§ Entries:
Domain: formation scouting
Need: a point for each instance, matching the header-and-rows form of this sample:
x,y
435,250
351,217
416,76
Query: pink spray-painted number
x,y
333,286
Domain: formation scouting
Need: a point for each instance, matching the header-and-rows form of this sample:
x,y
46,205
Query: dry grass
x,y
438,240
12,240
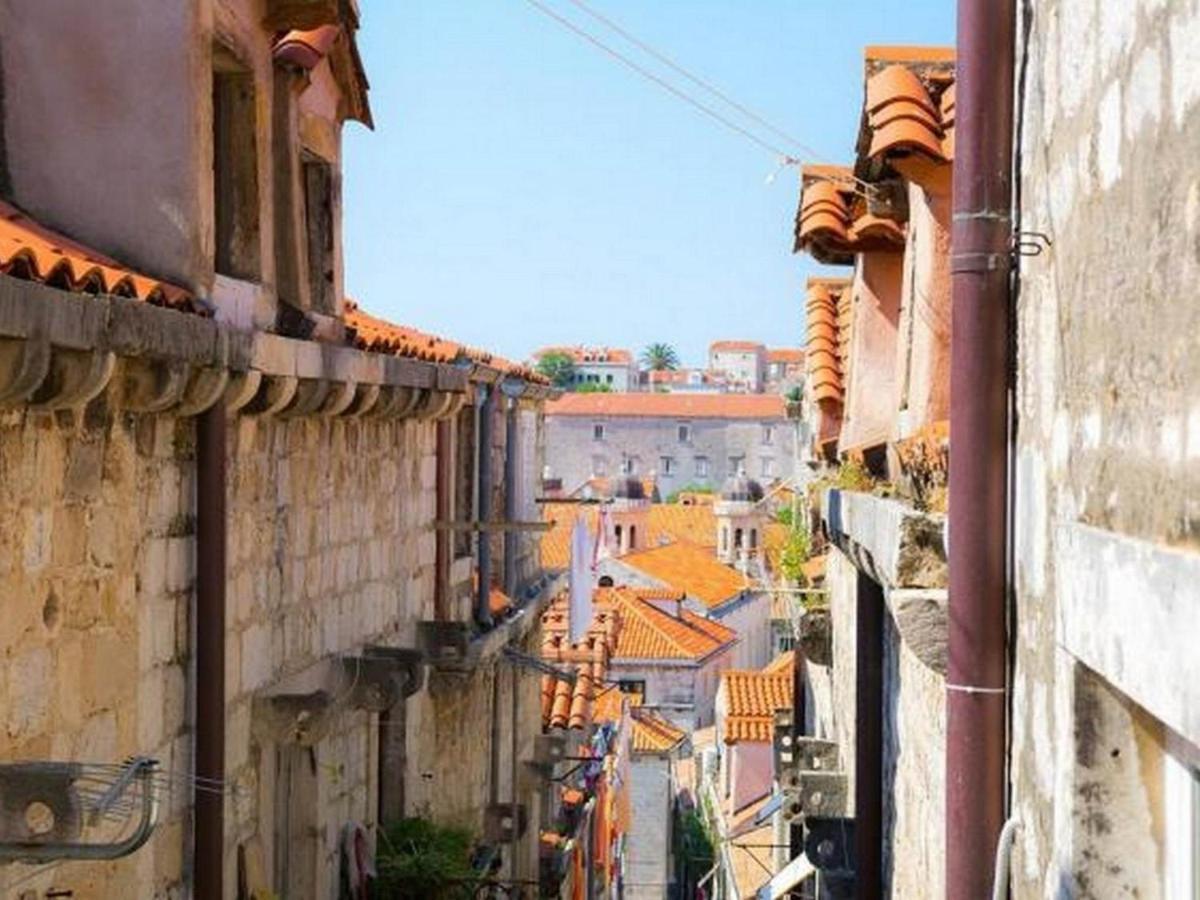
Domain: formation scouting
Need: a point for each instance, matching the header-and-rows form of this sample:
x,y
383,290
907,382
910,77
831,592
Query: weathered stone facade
x,y
1104,726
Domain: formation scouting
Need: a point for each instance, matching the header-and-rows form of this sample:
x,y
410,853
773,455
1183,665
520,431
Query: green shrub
x,y
420,861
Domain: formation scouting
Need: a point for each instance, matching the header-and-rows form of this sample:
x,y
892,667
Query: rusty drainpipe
x,y
484,555
210,628
979,425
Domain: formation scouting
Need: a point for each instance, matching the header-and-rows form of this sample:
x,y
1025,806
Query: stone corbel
x,y
153,385
366,396
340,399
395,401
921,617
309,399
439,405
75,378
23,367
275,393
241,389
204,390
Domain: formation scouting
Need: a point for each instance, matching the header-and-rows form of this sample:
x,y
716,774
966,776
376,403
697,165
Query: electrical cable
x,y
703,84
661,82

§ Aim: Omit the pictures. Output every record above word for word.

§ Result of the exercise:
Domain: formation scouting
Need: a point for each instance, matching the header-and-rows form of this sample:
x,y
435,250
351,217
416,76
Query: pink spray-painted number
x,y
333,286
Domain: formation scouting
Need: a point for each instance, matching the header-and-rows form of this sample:
x,y
46,205
Query: dry grass
x,y
438,240
12,240
Domain: formation scouting
Need: a point for each instance, matching the header-and-rows form of this sample:
x,y
383,290
907,382
910,77
831,592
Query: weathered stone facade
x,y
1104,726
Domain: formation scouting
Need: a point for each instance, matching the header-and-rows form of this sample:
x,y
410,853
773,455
1183,665
520,431
Query: green shrub
x,y
420,861
Domain: formation scouting
Need: a point for each instance, matching the header-and-rows form of this sample:
x,y
892,667
Query: rusty drainpipe
x,y
484,555
210,628
979,425
Domain: formation scouting
Need: a point for each instance, matching the header-and-rows form of this sample:
x,y
1025,806
Query: stone corbel
x,y
153,385
366,396
340,399
395,401
921,617
309,399
439,405
75,378
23,367
275,393
241,389
204,390
Domain: formation scouting
Need: a point for each instance, matching the header-and-rows form of this sample:
x,y
716,774
966,776
376,403
697,165
Query: electrical cable
x,y
703,84
661,82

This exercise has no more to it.